=== TEXT PASSAGE ===
——

What key is this? Can this be real? I came across a meme

How come there are flat and naturals on the same line? What does this mean?
Am I being trolled and this is bullshit?

Please enlighten me.

8 Likes

Well I am pretty much a master of reading music because I finished B2B last week. I think this is a trolling of high order but will wait to hear what someone who actually can read will say!

2 Likes

It probably means that the piece here is going from previously D major (B minor) to now Gb major (Eb minor), which is a “silly” key as almost every note is flattened, which for, e.g., horn players is a bit tricky (hence probably the “bitching” comment). The naturals make sure that you realize that the piece is no longer in D major, but that there is a new key valid from here on.

That would be my best guess here, without seeing more of the sheet music…

4 Likes

But the C (assuming this is treble clef) is both naturaled and flattened. Makes no sense to me.

2 Likes

Total troll job, IMHO

2 Likes

Youd have to play it for me to tell. I play by ear.
After 20 some odd years, I had to miss a gig a few years back, because of hospitalization.

The girls in my band found someone to sit in.
I asked if the person could read music, and when they said yes, I was relieved.
People who read only play what they see, not what they feel.
I never felt threatened.

4 Likes

I already got this explanation from the comment section of the meme.
So I can see the naturals as “reset this, not sharp anymore” and the actual key would be the 6 bs. The naturals are “just” to make aware of a key change and it would also be correct to note the keychange with “only” 6 bs?

——

(Saved entries)
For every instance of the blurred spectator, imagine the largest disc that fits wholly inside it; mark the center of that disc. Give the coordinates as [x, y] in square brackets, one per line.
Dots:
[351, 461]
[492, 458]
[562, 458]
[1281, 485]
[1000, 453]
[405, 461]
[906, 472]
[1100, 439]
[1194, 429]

——

=== STUDY QUESTIONS ===
(a) Set down everything in the forum thread about the key signature meme from "That would be" down to "because of hospitalization.".
(b) In the forum thread about the key signature meme, players of which instrument are said to find the new key a bit tricky?
(c) Write what comes next in the forum thread about the key signature meme, starting after its final post.

=== ANSWER LIST ===
(a)
That would be my best guess here, without seeing more of the sheet music…

4 Likes

But the C (assuming this is treble clef) is both naturaled and flattened. Makes no sense to me.

2 Likes

Total troll job, IMHO

2 Likes

Youd have to play it for me to tell. I play by ear.
After 20 some odd years, I had to miss a gig a few years back, because of hospitalization.

(b) Horn players.

(c)
4 Likes

As far as I know, the only time you use naturals in a key signature is if you’re changing to a key that has no sharps of flats so neither of those naturals should be there. Also as someone pointed out there’s both a c natural and c flat there’s which is also a big nope.

2 Likes

+1, this is a joke AFAICT

3 Likes

8 Likes

It must be, because the flats are to be placed in order following the circle of fifths/fourths, so you always go B E A D… That way you don’t even need to look at the symbols but you just count how many there are.
Now this being a trolling joke one could imagine that they have broken this conventions but it seems unlikely. Not even trolls could go against the circle of fifths.

2 Likes

Yes, that would be my best guess. The naturals are like an extra reminder that a key change is about to occur. At every new line start from here on, there will only be the six flats.

D major has two sharps (F# and C#) which are first naturalized and then the C is flattened by the new key (Gb major; 6 flats) - nothing strange here.

This is all based on just seeing that one frame and assuming the tune is in D major before and Gb major afterwards, which is a fairly safe assumption. Whether this all makes sense from a musical/compositional point of view is a totally different question.

3 Likes

Yes to this.

And the fact that there are hilarious notes above (play without bitching about the key) is something I love to put in my charts.
This could very easily be a piece of real music written by someone who is used to people looking at a composition in Gb major and moaning and groaning.

I love it.

6 Likes

Anyone know what instruments would see Gâ™­ or even worse a Câ™­ key signature on a regular basis. :thinking:

1 Like

I want to commission a print of a big, illuminated, hand painted Circle of Fifths with everything between E on the right side and Ab on the left (maybe even Eb) labeled like an old map — Here There Be Douchebags

2 Likes

And to answer the original question, I firmly believe that this is a very funny Song in the Key of Troll

2 Likes

That’s not how key signatures work. You dont naturalize something in order to flat it, you just flat it and you dont have to tell anyone the F is natural, it’s natural, as soon as you see a Bb and dont see an Fb.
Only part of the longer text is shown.